--- WORK INSTRUCTIONS ---
Exactly as written, transcribe each record below.

--- PROVIDED RECORDS ---
-.-.-

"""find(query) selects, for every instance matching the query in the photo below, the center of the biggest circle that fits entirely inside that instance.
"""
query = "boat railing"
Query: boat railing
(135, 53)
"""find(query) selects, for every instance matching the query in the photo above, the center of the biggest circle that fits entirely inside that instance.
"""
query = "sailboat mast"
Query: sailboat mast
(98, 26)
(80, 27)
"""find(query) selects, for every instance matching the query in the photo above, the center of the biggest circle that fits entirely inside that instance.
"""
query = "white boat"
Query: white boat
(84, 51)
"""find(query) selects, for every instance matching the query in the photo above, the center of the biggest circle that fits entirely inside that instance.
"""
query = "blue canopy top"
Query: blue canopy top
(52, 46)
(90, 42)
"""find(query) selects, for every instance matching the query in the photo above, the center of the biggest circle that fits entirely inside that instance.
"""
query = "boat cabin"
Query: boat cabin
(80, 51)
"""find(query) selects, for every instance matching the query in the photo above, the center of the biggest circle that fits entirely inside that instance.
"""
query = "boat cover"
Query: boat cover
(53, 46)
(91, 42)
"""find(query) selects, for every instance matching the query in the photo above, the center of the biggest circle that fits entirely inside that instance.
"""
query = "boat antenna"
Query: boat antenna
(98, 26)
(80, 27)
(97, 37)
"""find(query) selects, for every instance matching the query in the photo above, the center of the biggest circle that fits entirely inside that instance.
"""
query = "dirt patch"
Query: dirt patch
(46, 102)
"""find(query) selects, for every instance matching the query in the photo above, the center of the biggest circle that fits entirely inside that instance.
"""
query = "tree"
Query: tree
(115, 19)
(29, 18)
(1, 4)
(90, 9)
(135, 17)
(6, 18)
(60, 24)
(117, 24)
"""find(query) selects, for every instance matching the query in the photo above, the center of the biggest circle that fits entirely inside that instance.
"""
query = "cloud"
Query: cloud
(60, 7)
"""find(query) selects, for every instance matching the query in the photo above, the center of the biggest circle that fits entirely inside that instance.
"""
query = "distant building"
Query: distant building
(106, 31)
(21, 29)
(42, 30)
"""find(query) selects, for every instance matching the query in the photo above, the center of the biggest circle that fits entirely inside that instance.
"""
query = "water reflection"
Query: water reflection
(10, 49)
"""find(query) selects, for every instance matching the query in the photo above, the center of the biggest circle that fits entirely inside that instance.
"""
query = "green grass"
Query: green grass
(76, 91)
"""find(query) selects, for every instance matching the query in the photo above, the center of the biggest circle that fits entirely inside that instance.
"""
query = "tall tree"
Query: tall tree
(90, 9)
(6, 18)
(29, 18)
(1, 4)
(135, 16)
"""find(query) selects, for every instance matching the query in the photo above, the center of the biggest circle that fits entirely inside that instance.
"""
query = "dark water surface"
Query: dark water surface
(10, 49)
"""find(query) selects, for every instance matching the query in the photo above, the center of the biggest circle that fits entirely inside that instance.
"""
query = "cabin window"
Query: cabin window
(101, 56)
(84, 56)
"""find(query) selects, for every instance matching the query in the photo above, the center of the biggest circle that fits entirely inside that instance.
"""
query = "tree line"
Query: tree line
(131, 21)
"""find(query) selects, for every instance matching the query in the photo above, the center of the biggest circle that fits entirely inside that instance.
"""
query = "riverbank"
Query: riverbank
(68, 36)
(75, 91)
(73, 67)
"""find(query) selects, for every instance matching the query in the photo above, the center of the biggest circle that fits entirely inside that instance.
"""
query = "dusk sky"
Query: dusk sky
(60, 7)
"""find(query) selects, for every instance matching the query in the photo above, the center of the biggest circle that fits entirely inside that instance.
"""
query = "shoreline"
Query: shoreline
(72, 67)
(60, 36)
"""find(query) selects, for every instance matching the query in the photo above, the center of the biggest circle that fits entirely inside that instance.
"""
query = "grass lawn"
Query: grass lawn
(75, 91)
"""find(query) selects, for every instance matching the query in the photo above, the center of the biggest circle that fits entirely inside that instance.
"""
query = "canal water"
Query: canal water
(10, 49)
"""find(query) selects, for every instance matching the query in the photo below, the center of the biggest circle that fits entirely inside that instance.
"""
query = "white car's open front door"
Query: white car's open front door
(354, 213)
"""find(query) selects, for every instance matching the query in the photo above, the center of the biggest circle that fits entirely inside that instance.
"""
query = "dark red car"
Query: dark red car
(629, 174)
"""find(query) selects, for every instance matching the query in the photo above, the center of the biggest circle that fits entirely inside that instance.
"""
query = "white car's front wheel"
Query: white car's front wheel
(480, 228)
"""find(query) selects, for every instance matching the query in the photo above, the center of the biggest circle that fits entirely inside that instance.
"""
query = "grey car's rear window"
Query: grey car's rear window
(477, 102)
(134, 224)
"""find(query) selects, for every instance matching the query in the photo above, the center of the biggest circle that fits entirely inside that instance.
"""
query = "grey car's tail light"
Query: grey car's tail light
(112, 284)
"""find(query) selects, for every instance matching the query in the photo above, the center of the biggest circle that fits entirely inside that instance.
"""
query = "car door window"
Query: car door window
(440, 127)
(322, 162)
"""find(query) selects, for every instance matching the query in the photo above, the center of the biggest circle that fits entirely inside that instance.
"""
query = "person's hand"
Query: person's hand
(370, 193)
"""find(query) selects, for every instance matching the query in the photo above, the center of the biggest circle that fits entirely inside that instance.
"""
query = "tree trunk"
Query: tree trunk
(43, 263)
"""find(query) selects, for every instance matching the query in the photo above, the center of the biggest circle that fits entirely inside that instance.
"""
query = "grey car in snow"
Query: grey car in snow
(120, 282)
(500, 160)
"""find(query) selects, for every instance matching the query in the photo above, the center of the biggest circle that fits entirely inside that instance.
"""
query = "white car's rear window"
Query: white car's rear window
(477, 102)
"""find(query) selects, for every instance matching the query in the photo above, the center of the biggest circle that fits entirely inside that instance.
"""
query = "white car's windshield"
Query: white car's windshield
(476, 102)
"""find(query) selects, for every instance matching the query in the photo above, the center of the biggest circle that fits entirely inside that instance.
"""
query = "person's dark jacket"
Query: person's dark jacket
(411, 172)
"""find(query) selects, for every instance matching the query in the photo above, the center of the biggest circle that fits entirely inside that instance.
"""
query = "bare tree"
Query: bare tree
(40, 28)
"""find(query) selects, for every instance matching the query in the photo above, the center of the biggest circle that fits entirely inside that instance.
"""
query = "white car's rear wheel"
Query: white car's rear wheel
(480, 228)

-.-.-

--- SOLVED EXERCISE ---
"""find(query) selects, for every instance matching the query in the photo below, the center of the biggest circle that fits entirely inside that instance.
"""
query = "boat railing"
Query: boat railing
(135, 53)
"""find(query) selects, for every instance matching the query in the photo above, the center of the biggest circle that fits entirely inside that instance.
"""
query = "sailboat mast"
Query: sailboat mast
(98, 26)
(80, 27)
"""find(query) selects, for every instance matching the query in the photo above, the center of the biggest circle that fits entirely inside that instance.
"""
query = "white boat"
Query: white boat
(84, 51)
"""find(query) selects, for every instance matching the query in the photo above, the center of the biggest circle that fits entirely inside that instance.
"""
query = "blue canopy top"
Query: blue canopy top
(52, 46)
(90, 42)
"""find(query) selects, for every instance matching the query in the photo above, the center of the biggest circle that fits entirely inside that instance.
"""
query = "boat cabin"
Query: boat cabin
(80, 51)
"""find(query) selects, for every instance matching the query in the photo above, the center of the biggest circle that fits entirely inside that instance.
"""
query = "boat cover"
Query: boat cover
(53, 46)
(91, 42)
"""find(query) selects, for every instance matching the query in the photo above, the center of the biggest circle that fits entirely inside that instance.
"""
query = "boat antenna"
Query: boat antenna
(98, 26)
(80, 27)
(97, 37)
"""find(query) selects, for every instance matching the query in the photo above, the center of the biggest circle that fits entirely inside that instance.
"""
query = "dirt patch"
Query: dirt patch
(46, 102)
"""find(query) selects, for every instance matching the query in the photo above, the center of the biggest circle that fits entirely inside that instance.
"""
query = "tree"
Query: tree
(115, 19)
(29, 18)
(1, 4)
(90, 9)
(135, 17)
(6, 18)
(60, 24)
(117, 24)
"""find(query) selects, for every instance matching the query in the photo above, the center of the biggest circle that fits entirely inside that instance.
"""
query = "cloud"
Query: cloud
(60, 7)
"""find(query) selects, for every instance matching the query in the photo above, the center of the biggest circle that fits entirely inside that instance.
"""
query = "distant building"
Query: distant building
(106, 31)
(21, 29)
(42, 30)
"""find(query) selects, for every instance matching the query in the photo above, the center of the biggest circle that fits entirely inside that instance.
"""
query = "water reflection"
Query: water reflection
(10, 49)
"""find(query) selects, for every instance matching the query in the photo above, the center of the biggest circle that fits entirely inside that instance.
"""
query = "green grass"
Query: green grass
(76, 91)
"""find(query) selects, for every instance matching the query in the photo above, the center of the biggest circle that fits entirely inside that instance.
"""
query = "tall tree"
Query: tall tree
(90, 9)
(6, 18)
(29, 18)
(1, 4)
(135, 16)
"""find(query) selects, for every instance matching the query in the photo above, the center of the biggest circle that fits entirely inside that instance.
"""
query = "dark water surface"
Query: dark water surface
(10, 49)
"""find(query) selects, for every instance matching the query in the photo above, the center of the biggest circle that fits entirely inside that instance.
"""
query = "cabin window"
Query: cabin window
(101, 56)
(84, 56)
"""find(query) selects, for every instance matching the query in the photo above, the center of the biggest circle that fits entirely inside that instance.
"""
query = "tree line"
Query: tree line
(131, 21)
"""find(query) selects, for every instance matching the query in the photo above, the center of the biggest circle that fits entirely inside that instance.
"""
query = "riverbank"
Query: riverbank
(68, 36)
(75, 91)
(73, 67)
"""find(query) selects, for every instance matching the query in the photo above, the center of the biggest circle that fits entirely inside that instance.
"""
query = "dusk sky"
Query: dusk sky
(60, 7)
"""find(query) selects, for every instance matching the query in the photo above, the center of the biggest circle that fits entirely inside that instance.
"""
query = "shoreline"
Query: shoreline
(72, 67)
(60, 36)
"""find(query) selects, for every instance matching the query in the photo above, the center of the biggest circle that fits entirely inside that instance.
"""
query = "grass lawn"
Query: grass lawn
(75, 91)
"""find(query) selects, for every instance matching the query in the photo above, the center of the biggest circle that fits entirely inside that instance.
"""
query = "canal water"
Query: canal water
(10, 49)
"""find(query) selects, for every instance matching the query in the photo below, the center of the biggest circle that fits entirely inside that instance.
"""
query = "white car's open front door"
Query: white car's open front door
(354, 213)
"""find(query) selects, for every instance matching the query in the photo above, the center of the biggest circle that fits entirely inside that instance.
"""
query = "dark red car"
Query: dark red car
(629, 174)
"""find(query) selects, for every instance matching the query in the photo above, the center of the biggest circle that fits entirely inside that instance.
"""
query = "white car's front wheel"
Query: white car's front wheel
(480, 228)
"""find(query) selects, for every instance matching the query in the photo above, the center of the biggest circle that fits entirely inside that instance.
"""
query = "grey car's rear window"
Query: grey car's rear window
(477, 102)
(134, 224)
"""find(query) selects, for every instance matching the query in the photo above, the center of the biggest circle that fits entirely inside that instance.
"""
query = "grey car's tail light"
Query: grey car's tail light
(112, 284)
"""find(query) selects, for every instance matching the query in the photo above, the center of the biggest circle that fits entirely inside that instance.
"""
query = "car door window"
Query: car door window
(440, 127)
(322, 162)
"""find(query) selects, for every instance matching the query in the photo above, the center of the biggest circle that fits entirely inside that instance.
"""
query = "person's hand"
Query: person's hand
(370, 193)
"""find(query) selects, for every instance matching the query in the photo above, the center of the biggest circle that fits entirely inside that instance.
"""
query = "tree trunk"
Query: tree trunk
(43, 263)
"""find(query) selects, for every instance matching the query in the photo above, the center of the biggest circle that fits entirely inside that instance.
"""
query = "grey car in snow"
Query: grey car in snow
(120, 282)
(500, 160)
"""find(query) selects, for every instance matching the query in the photo above, the center of the biggest circle that fits entirely inside that instance.
"""
query = "white car's rear window"
Query: white car's rear window
(477, 102)
"""find(query) selects, for every instance matching the query in the photo above, the center of the biggest circle that fits entirely inside that instance.
"""
query = "white car's windshield"
Query: white car's windshield
(476, 102)
"""find(query) selects, for every instance matching the query in the photo above, the center of the biggest circle that fits entirely inside that instance.
"""
query = "person's dark jacket"
Query: person's dark jacket
(411, 172)
"""find(query) selects, for every instance matching the query in the photo above, the center of the biggest circle that fits entirely inside that instance.
"""
query = "bare tree"
Query: bare tree
(40, 28)
"""find(query) selects, for every instance matching the query in the photo above, the center of the biggest circle that fits entirely inside that instance.
"""
query = "white car's rear wheel"
Query: white car's rear wheel
(480, 228)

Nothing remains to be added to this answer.